MATERIAL FOR THIS EXERCISE:
=====

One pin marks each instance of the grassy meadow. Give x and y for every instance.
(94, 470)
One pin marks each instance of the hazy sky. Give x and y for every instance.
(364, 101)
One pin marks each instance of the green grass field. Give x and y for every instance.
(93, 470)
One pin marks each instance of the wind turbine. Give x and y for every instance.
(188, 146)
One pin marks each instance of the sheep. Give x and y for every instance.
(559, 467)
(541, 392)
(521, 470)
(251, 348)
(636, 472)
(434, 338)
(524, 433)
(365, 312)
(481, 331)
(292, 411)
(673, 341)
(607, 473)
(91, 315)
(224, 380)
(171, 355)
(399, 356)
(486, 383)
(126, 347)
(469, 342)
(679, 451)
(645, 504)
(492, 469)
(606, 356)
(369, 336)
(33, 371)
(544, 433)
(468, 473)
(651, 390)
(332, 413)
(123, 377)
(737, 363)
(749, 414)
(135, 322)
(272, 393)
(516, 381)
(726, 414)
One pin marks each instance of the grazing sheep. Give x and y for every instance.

=====

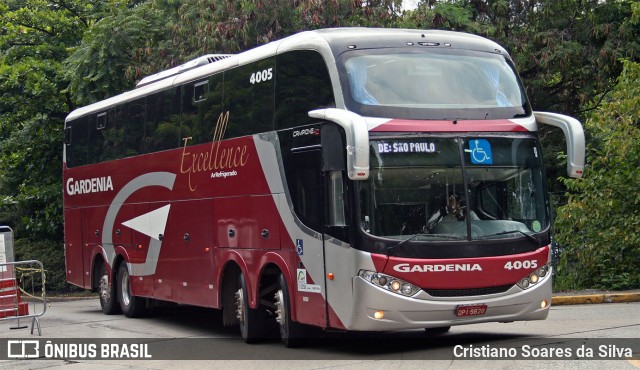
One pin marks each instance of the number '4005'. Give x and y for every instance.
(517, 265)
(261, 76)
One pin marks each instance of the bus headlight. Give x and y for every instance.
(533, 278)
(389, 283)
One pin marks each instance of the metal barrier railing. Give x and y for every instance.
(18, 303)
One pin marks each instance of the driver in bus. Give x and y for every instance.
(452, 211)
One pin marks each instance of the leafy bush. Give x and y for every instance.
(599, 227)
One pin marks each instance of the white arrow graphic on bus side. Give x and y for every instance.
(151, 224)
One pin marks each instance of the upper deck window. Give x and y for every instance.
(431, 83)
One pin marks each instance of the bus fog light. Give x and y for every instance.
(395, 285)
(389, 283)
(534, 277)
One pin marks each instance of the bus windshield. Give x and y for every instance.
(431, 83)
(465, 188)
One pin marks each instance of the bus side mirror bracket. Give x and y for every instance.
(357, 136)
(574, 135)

=====

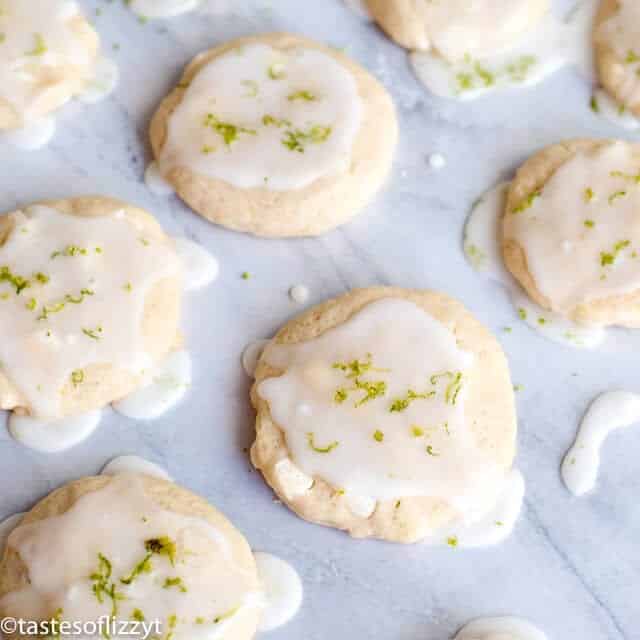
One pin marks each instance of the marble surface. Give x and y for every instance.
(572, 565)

=====

STATED GOAL: Pick out every line in the data above that contains the word "side", treating uppercase and lowercase letters as different.

FINISHED ANSWER:
One pin marks each instance of the white arrow graphic on bus side. Give x and y for every instance.
One pin marks each instance of the bus side mirror bracket. Give x and y for every instance.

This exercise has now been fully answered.